> [Task set]
a) List every dimension of the drivers of farm demographic change that the passage on the Flemish dairy sector names.
b) Carry on the passage about farm demographic change in the Flemish dairy sector, starting after its final sentence.

-- Begin Passage provided --

ILVO – Flanders Research Institute for Agriculture, Fisheries and Food

Topic: Understanding processes of farm demographic change on family farms - the case of the Flemish Dairy Sector

Keywords: Farm demographic change, resilience, family farms


The resilience of family farms is reflected in how, and to what extent, farming families cope with the increasingly complex challenges and changing environment in which they operate. The ultimate outcome of resilience in this context is the intergenerational survival of the family farm. Although it is clear that the major trends describing farm structural change in most of European regions are the decline in total number of farms and the increase in average size of farms, there is a need for research that aims at understanding how demographic dynamics relate to these aggregate trends. Thus, to assess in a comprehensive way what factors influence the resilience of farms, and to determine how this resilience can be enabled, one needs a profound understanding of processes of farm demographic change. Farm demographic change in a region can be defined as the combined effect of changes in farm numbers – as a result of farm entry, farm exit and farm transfer of individual farms – and changes in the distribution and characteristics of labour force on farms. This paper aims at a better understanding of the processes of farm demographic change, taking into account the different influencing drivers. These entail a historical, a socio-cultural, a political, an institutional and a human resource dimension. The results allow to identify opportunities for increasing the resilience of farm demographics and entry into the sector.

-- End Passage provided --
-- Begin Extracted material --

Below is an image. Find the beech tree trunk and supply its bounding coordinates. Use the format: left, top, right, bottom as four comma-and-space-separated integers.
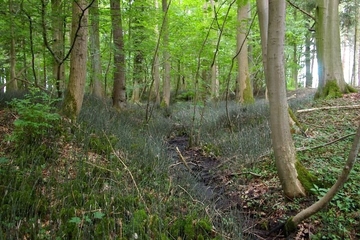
110, 0, 126, 110
315, 0, 346, 97
50, 0, 65, 98
6, 0, 18, 91
131, 0, 145, 102
236, 1, 254, 103
63, 0, 88, 120
256, 0, 269, 98
265, 0, 305, 198
285, 125, 360, 235
162, 0, 170, 107
90, 0, 105, 98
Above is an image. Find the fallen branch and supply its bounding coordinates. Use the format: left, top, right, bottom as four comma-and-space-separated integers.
104, 132, 150, 213
296, 105, 360, 113
296, 133, 356, 152
176, 147, 194, 174
283, 125, 360, 236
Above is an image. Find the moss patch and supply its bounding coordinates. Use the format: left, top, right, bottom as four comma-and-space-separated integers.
295, 161, 321, 193
284, 217, 297, 236
345, 84, 358, 93
315, 80, 343, 99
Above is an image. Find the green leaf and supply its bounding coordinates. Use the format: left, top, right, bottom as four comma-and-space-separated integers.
69, 217, 81, 224
94, 212, 105, 219
0, 157, 9, 164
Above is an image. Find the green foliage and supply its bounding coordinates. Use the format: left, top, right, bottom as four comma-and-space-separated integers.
295, 161, 319, 193
9, 89, 60, 146
315, 80, 342, 99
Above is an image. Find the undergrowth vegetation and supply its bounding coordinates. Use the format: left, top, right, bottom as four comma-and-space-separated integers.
0, 91, 360, 239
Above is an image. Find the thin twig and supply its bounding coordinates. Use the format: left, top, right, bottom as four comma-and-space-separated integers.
85, 161, 114, 173
176, 147, 194, 174
104, 132, 150, 213
178, 185, 204, 205
286, 0, 316, 21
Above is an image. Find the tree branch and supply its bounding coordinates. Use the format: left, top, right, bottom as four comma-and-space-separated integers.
286, 0, 316, 21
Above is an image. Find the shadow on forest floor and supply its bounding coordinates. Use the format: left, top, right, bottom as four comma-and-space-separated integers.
0, 89, 360, 239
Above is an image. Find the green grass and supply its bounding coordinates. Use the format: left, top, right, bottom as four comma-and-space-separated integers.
0, 91, 360, 239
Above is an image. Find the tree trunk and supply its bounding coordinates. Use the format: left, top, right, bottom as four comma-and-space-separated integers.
351, 4, 360, 86
315, 0, 347, 98
305, 23, 312, 88
162, 0, 170, 107
110, 0, 126, 110
265, 0, 305, 198
50, 0, 65, 98
131, 0, 145, 102
62, 0, 88, 120
236, 2, 254, 103
285, 125, 360, 235
90, 0, 105, 98
6, 0, 18, 91
256, 0, 269, 99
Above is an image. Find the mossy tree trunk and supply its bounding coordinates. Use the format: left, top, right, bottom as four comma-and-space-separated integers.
265, 0, 305, 198
284, 125, 360, 235
315, 0, 347, 98
236, 1, 254, 103
62, 0, 88, 120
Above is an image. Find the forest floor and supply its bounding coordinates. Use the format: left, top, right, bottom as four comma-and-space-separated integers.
168, 89, 360, 239
0, 89, 360, 239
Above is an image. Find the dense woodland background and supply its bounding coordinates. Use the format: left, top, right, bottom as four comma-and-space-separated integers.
0, 0, 360, 239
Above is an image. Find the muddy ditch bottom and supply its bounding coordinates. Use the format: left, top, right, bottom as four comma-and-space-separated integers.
167, 135, 296, 239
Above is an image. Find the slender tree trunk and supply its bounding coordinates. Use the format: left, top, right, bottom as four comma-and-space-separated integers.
256, 0, 269, 99
285, 125, 360, 235
153, 54, 161, 105
211, 61, 220, 99
315, 0, 346, 97
90, 0, 105, 98
236, 2, 254, 103
305, 23, 312, 88
351, 4, 360, 86
265, 0, 305, 198
51, 0, 65, 98
162, 0, 170, 107
6, 0, 18, 91
110, 0, 126, 110
63, 0, 88, 120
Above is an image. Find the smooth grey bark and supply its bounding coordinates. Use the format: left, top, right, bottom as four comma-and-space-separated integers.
89, 0, 105, 98
62, 0, 88, 120
265, 0, 305, 198
6, 0, 18, 91
162, 0, 171, 107
110, 0, 126, 110
50, 0, 65, 98
256, 0, 269, 98
285, 123, 360, 234
235, 2, 254, 103
315, 0, 346, 93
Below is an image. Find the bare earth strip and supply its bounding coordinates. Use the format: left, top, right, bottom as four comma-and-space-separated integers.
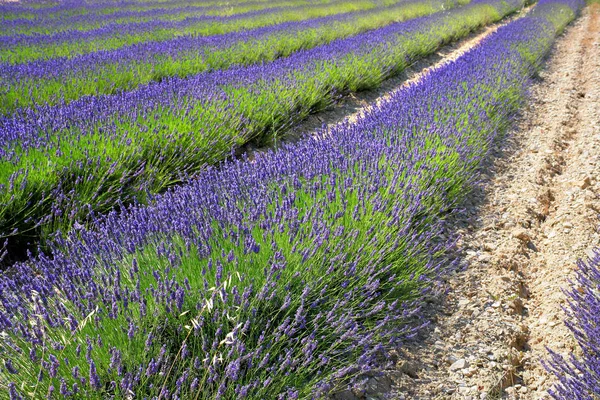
393, 4, 600, 399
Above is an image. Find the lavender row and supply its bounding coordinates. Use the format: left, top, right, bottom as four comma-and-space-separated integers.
0, 0, 464, 112
0, 0, 330, 37
0, 0, 379, 64
545, 245, 600, 400
0, 0, 523, 258
0, 0, 276, 22
0, 0, 582, 399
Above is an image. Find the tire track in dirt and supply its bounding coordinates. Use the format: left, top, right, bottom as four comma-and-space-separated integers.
282, 5, 533, 141
384, 4, 600, 399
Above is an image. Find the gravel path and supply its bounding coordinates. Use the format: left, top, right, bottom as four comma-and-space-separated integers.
393, 4, 600, 399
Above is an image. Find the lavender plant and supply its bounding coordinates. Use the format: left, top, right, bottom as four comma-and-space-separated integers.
0, 0, 581, 399
0, 0, 390, 64
0, 0, 523, 266
0, 0, 464, 113
544, 249, 600, 400
0, 0, 330, 36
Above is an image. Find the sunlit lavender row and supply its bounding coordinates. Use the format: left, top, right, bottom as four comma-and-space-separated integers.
0, 0, 582, 399
545, 242, 600, 400
0, 0, 464, 112
0, 0, 397, 63
0, 0, 523, 264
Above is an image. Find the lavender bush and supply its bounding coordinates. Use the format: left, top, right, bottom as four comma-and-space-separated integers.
0, 1, 581, 399
0, 0, 390, 63
0, 0, 464, 109
0, 0, 523, 264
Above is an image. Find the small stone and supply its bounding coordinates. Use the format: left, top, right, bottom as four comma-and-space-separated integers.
450, 358, 468, 371
580, 176, 592, 189
514, 230, 531, 243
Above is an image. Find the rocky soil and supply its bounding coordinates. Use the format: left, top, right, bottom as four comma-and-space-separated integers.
378, 4, 600, 399
316, 4, 600, 400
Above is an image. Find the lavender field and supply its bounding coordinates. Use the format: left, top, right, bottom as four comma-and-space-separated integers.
0, 0, 600, 400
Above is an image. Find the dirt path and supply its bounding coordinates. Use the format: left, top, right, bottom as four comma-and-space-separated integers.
393, 4, 600, 399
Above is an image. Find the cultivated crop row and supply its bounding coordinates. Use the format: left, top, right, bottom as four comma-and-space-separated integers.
0, 0, 523, 262
0, 0, 459, 109
0, 0, 582, 399
0, 0, 342, 36
0, 0, 404, 63
545, 238, 600, 400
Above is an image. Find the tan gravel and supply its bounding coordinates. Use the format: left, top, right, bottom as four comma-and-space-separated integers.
386, 4, 600, 399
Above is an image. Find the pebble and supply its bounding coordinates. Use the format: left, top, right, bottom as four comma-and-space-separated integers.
514, 230, 531, 243
450, 358, 468, 371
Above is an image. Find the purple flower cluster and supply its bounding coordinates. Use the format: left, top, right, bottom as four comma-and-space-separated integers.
0, 0, 320, 36
0, 0, 582, 399
0, 0, 522, 260
0, 0, 372, 52
0, 0, 450, 83
545, 249, 600, 400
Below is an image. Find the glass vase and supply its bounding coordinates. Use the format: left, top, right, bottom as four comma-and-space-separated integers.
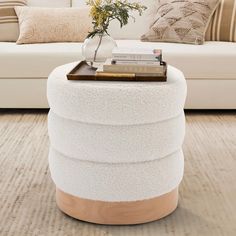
82, 33, 117, 68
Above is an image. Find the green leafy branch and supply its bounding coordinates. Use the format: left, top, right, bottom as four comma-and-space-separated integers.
87, 0, 147, 38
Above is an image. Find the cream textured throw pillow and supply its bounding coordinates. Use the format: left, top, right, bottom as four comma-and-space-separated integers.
0, 0, 26, 42
141, 0, 219, 44
206, 0, 236, 42
15, 7, 92, 44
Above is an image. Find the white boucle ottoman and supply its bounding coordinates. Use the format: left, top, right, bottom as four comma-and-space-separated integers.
47, 63, 187, 225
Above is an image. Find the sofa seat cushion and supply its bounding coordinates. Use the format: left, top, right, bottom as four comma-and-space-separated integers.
119, 40, 236, 79
0, 43, 82, 79
0, 40, 236, 79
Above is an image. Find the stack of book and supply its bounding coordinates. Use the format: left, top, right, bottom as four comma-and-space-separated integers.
96, 47, 166, 81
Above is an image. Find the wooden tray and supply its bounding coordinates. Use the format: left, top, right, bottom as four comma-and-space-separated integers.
67, 61, 167, 82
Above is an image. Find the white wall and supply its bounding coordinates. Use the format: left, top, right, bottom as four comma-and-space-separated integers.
27, 0, 71, 7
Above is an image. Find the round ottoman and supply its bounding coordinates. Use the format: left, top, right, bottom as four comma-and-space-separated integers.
47, 63, 187, 225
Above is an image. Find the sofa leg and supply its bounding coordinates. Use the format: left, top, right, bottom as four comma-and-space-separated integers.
56, 188, 178, 225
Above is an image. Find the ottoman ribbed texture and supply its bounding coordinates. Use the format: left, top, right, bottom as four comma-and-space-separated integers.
47, 61, 186, 224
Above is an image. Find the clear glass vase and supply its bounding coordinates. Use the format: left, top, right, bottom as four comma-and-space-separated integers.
82, 33, 117, 68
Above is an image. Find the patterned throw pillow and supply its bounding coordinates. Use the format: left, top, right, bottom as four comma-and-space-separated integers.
206, 0, 236, 42
0, 0, 26, 42
15, 7, 92, 44
141, 0, 219, 44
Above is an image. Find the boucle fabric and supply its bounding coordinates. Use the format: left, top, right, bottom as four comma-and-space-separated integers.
48, 110, 185, 163
49, 148, 184, 202
47, 64, 187, 125
141, 0, 219, 44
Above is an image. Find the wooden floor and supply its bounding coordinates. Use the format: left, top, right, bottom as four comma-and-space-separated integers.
0, 110, 236, 236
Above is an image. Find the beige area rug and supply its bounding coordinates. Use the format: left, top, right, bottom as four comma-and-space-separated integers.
0, 111, 236, 236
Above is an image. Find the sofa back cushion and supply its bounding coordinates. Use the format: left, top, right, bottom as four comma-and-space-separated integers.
72, 0, 156, 39
206, 0, 236, 42
0, 0, 26, 42
142, 0, 219, 44
28, 0, 72, 7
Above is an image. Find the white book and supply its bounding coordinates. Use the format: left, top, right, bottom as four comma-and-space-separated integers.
112, 59, 160, 65
103, 59, 164, 74
112, 47, 162, 61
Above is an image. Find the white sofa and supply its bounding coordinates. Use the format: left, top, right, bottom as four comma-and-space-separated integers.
0, 0, 236, 109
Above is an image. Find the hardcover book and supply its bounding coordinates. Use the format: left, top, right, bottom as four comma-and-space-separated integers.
112, 47, 162, 62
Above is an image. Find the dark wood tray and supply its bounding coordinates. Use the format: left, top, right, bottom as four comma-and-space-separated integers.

-- End Extracted material --

> [Answers for this exercise]
a)
- historical
- socio-cultural
- political
- institutional
- human resource

b)
An in-depth investigation of farm demographic cycles in the context of the Flemish dairy farm sector was performed. Eight farms that are in a different phase of the farm business life cycle were selected. For each farm, several farming family members that play an important role in the current/future farm specific challenges were interviewed, resulting in 18 interviews with in total 22 respondents involved. A semi-structured interview outline was used. Interviews were transcribed and coded using NVivo-software. The approach of clustering interviews with different types of respondents around specific farm cases was used to gather the needs and opinions of (potential) successors, the incumbent generation, as well as other family members who influence the strategic farm decisions regarding farm demographic and structural development. This approach also allowed us to create a more in-depth understanding of each farm case and each respondent, bringing the specific context of each farm business situation into account.